___ Excerpted records

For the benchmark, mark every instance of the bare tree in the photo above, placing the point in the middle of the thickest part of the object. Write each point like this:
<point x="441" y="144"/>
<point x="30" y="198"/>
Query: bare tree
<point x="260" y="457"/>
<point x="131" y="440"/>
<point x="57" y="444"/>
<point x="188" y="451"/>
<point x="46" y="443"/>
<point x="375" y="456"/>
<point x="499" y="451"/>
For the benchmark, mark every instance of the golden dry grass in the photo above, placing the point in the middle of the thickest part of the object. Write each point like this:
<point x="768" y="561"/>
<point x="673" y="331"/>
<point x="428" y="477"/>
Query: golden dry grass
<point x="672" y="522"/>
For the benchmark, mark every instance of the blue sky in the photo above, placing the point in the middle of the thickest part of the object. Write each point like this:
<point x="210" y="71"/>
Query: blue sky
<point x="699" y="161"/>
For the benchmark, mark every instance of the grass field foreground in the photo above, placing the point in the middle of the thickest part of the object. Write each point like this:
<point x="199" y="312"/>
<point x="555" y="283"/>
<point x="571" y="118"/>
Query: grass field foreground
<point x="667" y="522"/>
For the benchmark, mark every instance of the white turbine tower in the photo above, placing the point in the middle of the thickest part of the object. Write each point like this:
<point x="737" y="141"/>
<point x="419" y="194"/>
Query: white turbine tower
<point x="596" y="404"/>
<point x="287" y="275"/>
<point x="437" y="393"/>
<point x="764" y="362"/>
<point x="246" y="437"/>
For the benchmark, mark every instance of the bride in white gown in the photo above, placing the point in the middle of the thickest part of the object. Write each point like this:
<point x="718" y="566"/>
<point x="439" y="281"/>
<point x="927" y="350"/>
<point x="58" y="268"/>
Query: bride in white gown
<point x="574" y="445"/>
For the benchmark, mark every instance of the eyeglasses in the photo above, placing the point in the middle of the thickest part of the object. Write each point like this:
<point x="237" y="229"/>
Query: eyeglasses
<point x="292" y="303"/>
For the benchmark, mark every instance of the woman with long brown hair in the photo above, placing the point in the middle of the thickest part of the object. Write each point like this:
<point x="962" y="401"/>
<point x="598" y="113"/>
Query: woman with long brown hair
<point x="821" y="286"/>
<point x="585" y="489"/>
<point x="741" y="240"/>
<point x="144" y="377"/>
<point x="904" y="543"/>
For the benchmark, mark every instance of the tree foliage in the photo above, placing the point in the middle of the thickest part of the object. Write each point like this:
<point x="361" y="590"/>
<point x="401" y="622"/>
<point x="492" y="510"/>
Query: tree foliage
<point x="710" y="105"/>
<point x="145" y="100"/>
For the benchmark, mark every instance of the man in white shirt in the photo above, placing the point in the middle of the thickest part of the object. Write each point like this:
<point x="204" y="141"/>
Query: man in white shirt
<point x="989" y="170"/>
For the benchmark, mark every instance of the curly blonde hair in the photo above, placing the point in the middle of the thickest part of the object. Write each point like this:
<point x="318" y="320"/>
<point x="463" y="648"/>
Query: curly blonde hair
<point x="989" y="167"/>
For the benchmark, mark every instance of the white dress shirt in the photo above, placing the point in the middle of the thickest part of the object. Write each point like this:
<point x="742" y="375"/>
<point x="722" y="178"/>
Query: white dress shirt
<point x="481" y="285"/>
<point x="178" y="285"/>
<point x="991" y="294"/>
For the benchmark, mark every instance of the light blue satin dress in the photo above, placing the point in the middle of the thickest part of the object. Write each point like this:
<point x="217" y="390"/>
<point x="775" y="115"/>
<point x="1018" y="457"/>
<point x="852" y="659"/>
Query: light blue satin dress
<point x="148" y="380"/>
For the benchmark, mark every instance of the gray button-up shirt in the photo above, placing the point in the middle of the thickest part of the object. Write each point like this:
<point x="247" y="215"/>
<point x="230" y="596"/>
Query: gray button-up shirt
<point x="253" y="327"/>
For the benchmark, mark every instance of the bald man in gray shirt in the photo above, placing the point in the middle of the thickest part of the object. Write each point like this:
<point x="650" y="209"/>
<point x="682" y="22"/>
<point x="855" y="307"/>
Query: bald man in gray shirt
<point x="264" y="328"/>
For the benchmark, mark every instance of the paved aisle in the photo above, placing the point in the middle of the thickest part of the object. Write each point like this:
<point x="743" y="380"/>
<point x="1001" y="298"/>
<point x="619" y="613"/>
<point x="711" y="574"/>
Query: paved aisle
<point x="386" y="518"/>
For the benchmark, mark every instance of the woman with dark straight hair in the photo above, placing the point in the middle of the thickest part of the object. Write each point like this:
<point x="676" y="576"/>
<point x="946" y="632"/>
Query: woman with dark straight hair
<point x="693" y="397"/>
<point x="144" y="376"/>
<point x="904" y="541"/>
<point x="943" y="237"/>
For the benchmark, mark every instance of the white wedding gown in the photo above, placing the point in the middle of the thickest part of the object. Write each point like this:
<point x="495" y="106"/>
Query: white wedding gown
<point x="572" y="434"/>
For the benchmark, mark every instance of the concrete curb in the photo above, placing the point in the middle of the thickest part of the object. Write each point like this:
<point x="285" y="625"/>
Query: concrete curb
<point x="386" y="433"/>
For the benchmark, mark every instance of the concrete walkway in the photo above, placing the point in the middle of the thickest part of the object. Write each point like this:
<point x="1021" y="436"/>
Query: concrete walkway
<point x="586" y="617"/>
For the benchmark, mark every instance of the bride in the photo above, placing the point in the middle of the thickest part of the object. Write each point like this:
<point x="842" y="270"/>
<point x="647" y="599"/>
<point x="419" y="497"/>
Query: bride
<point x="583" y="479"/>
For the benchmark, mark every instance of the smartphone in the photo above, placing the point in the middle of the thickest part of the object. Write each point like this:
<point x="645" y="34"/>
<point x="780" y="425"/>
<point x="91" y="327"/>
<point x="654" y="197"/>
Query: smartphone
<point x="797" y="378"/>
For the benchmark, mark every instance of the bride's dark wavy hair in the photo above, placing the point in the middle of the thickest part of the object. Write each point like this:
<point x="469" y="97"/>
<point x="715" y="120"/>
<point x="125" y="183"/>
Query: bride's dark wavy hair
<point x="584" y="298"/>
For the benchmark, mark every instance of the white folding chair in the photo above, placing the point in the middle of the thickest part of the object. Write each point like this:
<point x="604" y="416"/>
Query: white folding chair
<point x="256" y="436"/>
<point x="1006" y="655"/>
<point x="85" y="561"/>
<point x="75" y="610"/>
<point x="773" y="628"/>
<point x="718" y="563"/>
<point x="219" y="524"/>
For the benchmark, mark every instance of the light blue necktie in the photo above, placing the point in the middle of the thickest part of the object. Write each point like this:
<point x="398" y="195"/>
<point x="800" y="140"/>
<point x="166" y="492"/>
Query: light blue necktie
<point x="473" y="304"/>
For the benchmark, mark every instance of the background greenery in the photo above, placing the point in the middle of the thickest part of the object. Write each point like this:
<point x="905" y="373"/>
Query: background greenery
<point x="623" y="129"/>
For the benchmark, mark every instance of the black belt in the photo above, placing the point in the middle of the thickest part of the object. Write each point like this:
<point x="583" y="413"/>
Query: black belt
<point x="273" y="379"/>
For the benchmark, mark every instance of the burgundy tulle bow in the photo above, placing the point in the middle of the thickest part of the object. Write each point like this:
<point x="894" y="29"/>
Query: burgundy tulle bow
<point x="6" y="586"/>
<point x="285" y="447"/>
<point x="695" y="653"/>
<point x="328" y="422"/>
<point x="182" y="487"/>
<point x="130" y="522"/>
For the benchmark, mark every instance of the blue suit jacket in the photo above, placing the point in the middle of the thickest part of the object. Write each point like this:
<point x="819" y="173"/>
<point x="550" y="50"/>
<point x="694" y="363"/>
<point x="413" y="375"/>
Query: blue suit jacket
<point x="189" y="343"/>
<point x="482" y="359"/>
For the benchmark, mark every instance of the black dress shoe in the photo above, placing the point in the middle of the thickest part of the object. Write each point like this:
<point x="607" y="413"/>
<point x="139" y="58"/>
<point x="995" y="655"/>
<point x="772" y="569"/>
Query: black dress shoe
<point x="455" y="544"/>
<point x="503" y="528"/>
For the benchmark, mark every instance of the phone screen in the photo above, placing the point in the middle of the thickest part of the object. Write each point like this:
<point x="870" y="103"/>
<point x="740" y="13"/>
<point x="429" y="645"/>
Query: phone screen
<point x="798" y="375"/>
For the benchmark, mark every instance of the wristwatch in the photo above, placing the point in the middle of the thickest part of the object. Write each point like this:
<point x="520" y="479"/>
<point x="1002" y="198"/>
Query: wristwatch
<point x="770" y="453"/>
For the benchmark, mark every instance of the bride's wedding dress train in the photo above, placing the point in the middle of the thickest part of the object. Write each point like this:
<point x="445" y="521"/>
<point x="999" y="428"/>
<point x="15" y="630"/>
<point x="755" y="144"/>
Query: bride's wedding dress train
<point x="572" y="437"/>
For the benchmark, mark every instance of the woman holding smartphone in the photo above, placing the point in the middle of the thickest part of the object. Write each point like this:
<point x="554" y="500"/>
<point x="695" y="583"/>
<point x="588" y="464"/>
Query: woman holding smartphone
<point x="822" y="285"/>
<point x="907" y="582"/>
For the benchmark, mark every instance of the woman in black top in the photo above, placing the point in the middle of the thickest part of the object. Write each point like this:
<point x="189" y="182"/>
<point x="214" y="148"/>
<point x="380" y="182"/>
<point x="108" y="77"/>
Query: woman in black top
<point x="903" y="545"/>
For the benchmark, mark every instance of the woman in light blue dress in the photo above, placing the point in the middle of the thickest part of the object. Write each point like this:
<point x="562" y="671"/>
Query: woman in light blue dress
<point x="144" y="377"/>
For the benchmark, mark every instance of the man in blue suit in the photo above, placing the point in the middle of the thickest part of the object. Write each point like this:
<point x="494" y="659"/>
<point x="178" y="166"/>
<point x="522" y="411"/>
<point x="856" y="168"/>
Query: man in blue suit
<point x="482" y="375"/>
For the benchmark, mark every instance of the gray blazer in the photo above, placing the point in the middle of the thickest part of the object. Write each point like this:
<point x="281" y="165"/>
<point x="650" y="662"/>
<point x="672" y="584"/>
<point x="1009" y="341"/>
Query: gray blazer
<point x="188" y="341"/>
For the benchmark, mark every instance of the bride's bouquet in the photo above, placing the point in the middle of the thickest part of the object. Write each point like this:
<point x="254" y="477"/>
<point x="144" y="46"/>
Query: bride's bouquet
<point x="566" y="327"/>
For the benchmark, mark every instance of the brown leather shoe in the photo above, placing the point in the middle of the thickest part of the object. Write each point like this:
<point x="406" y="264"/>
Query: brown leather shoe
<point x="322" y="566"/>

______

**Written exercise**
Find the line containing "For the benchmark, mark every instance of the woman in light". Reproduce it exactly, along with every line after it through the last.

**Response for this exercise**
For the benchmark, mark every instance of the woman in light blue dress in the photo above, placing the point in the middle of the thickest part of the object. Write each point like this:
<point x="562" y="671"/>
Query: woman in light blue dress
<point x="144" y="377"/>
For the benchmark, mark every instance of the man in blue suit in the photo above, placing the point in the middle of the thickest part of the object. Write each point like this:
<point x="494" y="659"/>
<point x="178" y="166"/>
<point x="522" y="411"/>
<point x="856" y="168"/>
Query: man in blue suit
<point x="482" y="375"/>
For the benchmark, mark every instance of the gray blazer in the photo above, placing the point in the middle of the thickest part of the object. Write each point like this:
<point x="281" y="165"/>
<point x="650" y="662"/>
<point x="672" y="584"/>
<point x="1009" y="341"/>
Query: gray blazer
<point x="188" y="341"/>
For the benchmark, mark every instance of the bride's bouquet in the photo above, placing the point in the middle of the thickest part of the object. Write each point like this:
<point x="254" y="477"/>
<point x="144" y="46"/>
Query: bride's bouquet
<point x="566" y="327"/>
For the benchmark, mark every instance of the brown leather shoe in the photo above, placing the point in the middle of the thickest part of the object. Write each point like this:
<point x="406" y="264"/>
Query: brown leather shoe
<point x="322" y="566"/>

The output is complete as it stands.